Gib an, welches Werk der Text über den Roman im 16. Jahrhundert als ersten englischen Schelmenroman nennt.

QUELLTEXT -
::::
Im 16. Jahrhundert erschienen, unterhält der spanische Amadisroman die Oberschicht mit verstrickten Fabeln von Liebe und Rittertugend. Bei der breiten Masse des Bürgertums etablieren sich aber der in Italien begründete Schäferroman und in Deutschland die Volksbücher Till Eulenspiegels und das Lalebuch, welche beide den Schwankroman aufgriffen. Ein Höhepunkt des Prosaromans ist das Werk „Gargantua und Pantagruel“, welches die phantastischen Abenteuer zweier Riesen erzählt.

Wickram stach als deutschsprachiger Autor durch bürgerlich-lehrhafte Züge in „Der jungen Knaben-Spiegel“ und „Der Goldfaden“ hervor. Der Schelmenroman trat in Spanien mit differenzierter Psychologie der Figuren und realistischer Wiedergabe des Umfelds auf. Aus der Sicht eines niederen Helden werden die Missstände der Sozialordnung von unten satirisch ins rechte Licht gerückt. Dieser Romantyp ist unter anderem Vorbild für Grimmelshausens „Simplicissimus“ bis hin zu „Die Geschichte des Tom Jones“ und brachte neue Varianten und Höhepunkte pikarischen Erzählens. Erster englischer Schelmenroman ist „The Life of Jack Wilton“ von Thomas Nashe.

Auch die Ritterromane waren ein beliebtes Genre dieses Jahrhunderts. Dabei wurden alte Ritterepen für ein sensationsgieriges Publikum aufbereitet z.B. Amadis von Gaula, der bis ins 16. und teilweise 17. Jahrhundert immer wieder neu verfasst wurde.
::::
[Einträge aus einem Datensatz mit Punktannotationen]
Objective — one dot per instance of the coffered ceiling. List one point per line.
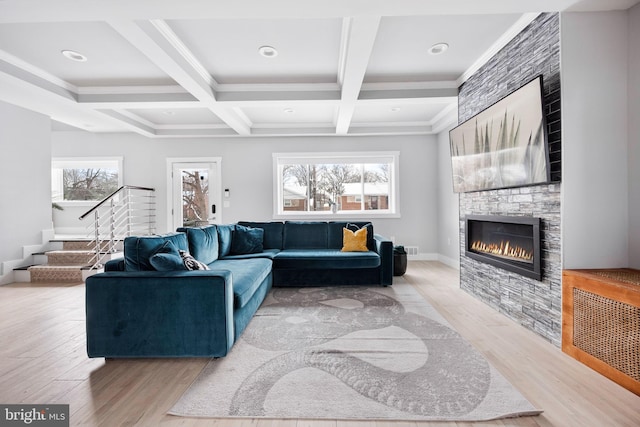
(192, 68)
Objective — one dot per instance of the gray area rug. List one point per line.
(351, 353)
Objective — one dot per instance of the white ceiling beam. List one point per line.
(12, 11)
(156, 41)
(359, 45)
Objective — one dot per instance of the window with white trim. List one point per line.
(335, 184)
(84, 179)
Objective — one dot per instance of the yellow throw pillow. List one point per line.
(354, 242)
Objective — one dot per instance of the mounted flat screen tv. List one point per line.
(504, 145)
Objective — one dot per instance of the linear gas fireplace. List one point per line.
(508, 242)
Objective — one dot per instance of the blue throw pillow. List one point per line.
(225, 236)
(167, 262)
(167, 258)
(247, 240)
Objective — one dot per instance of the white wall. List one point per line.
(634, 136)
(595, 220)
(448, 207)
(247, 172)
(25, 174)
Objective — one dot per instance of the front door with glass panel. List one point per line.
(195, 194)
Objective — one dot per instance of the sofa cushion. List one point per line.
(354, 241)
(203, 242)
(246, 276)
(272, 232)
(305, 235)
(139, 249)
(246, 240)
(225, 235)
(335, 234)
(266, 253)
(325, 258)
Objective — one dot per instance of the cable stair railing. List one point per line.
(128, 211)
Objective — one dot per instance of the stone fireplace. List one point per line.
(508, 242)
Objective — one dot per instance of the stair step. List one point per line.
(56, 273)
(70, 257)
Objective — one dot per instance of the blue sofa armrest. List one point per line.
(159, 314)
(384, 248)
(114, 265)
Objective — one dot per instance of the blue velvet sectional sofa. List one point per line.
(148, 305)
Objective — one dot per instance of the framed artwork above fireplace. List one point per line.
(503, 146)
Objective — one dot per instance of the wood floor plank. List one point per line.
(43, 358)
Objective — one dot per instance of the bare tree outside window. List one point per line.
(195, 196)
(89, 183)
(339, 187)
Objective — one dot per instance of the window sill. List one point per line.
(335, 216)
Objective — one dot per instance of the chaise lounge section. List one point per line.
(149, 305)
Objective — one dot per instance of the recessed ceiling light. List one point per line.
(438, 48)
(268, 51)
(74, 56)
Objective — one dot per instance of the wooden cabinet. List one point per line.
(601, 322)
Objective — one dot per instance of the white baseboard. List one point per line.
(423, 257)
(453, 263)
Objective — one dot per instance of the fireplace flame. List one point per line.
(504, 250)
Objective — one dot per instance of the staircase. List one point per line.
(128, 211)
(69, 260)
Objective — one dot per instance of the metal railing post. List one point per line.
(128, 207)
(112, 227)
(123, 221)
(97, 237)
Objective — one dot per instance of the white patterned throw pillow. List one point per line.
(191, 263)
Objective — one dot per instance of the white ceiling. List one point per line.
(192, 68)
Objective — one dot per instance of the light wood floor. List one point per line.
(43, 360)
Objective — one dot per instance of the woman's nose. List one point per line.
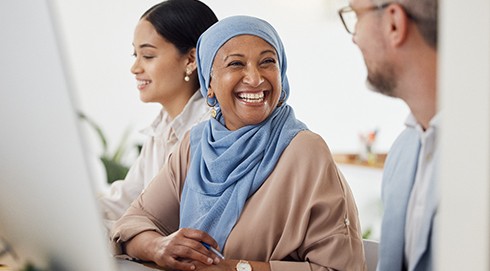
::::
BEARBEITETE AUFGABE - Der erste englische Schelmenroman ist „The Life of Jack Wilton“ von Thomas Nashe.